**TEXT BLOCK**
════════

These included Professor Peter Aaby, director of the Bandim Health Project, who has lived and worked in the country for 35 years; Yema Ferreira, a bilingual Angolan writer and blogger, who spent ages sifting through Portuguese-language sites and other sources (she found a couple of titles that had been translated into French, but none that had made it into English); and a PhD student doing a doctorate on Guinea-Bissauan literature who I bumped into on Twitter and who assured me that there was nothing translated – although she might well consider translating something in future.

All the same, in amongst the barrage of queries that have flown back and forth from my computer bearing the words ‘Guinea-Bissau’ in recent months, one translated title kept cropping up: Unity and Struggle by Amilcar Cabral.

When I first heard about this collection of speeches and writings by the leader of the Guinea-Bissauan and Cape Verdean independence movements, I discounted it. I didn’t really see how an anthology of this type could be counted as a story and, besides, Cabral was assassinated some eight months before Guinea-Bissau declared its independence, making the book’s claim to be counted as a Guinea-Bissauan work problematic.

════════

[Recorded data]
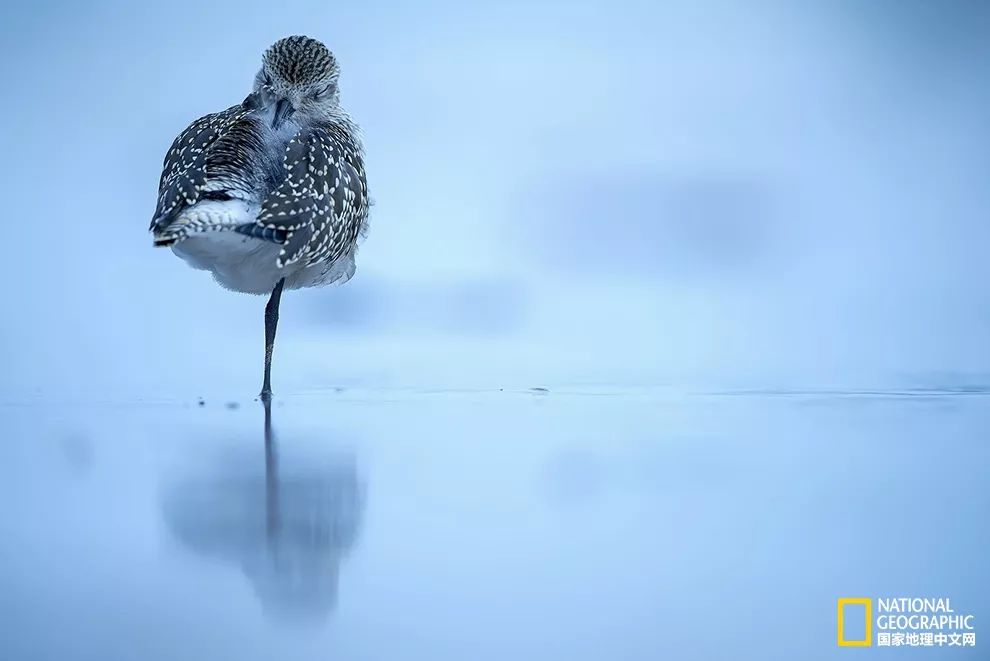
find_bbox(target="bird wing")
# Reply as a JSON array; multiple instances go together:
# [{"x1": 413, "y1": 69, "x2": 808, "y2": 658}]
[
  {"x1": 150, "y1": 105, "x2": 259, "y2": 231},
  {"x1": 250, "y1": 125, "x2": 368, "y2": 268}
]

════════

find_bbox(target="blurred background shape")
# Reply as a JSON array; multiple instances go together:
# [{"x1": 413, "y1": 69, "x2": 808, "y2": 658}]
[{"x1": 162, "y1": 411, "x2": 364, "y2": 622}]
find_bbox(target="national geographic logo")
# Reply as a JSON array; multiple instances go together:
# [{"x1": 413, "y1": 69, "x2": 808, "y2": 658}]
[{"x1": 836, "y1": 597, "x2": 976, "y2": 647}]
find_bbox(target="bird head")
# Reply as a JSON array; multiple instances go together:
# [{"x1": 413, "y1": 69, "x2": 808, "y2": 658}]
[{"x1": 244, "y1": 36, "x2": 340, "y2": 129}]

════════

**GOAL**
Answer these from the text on Guinea-Bissauan literature:
1. For how many years has Professor Peter Aaby lived and worked in the country?
2. Which translated title kept cropping up in the author's queries?
3. About how long before Guinea-Bissau declared its independence was Cabral assassinated?
These items are separate material, unrelated to the text on Guinea-Bissauan literature.

**EXERCISE RESPONSE**
1. 35 years
2. Unity and Struggle by Amilcar Cabral
3. Some eight months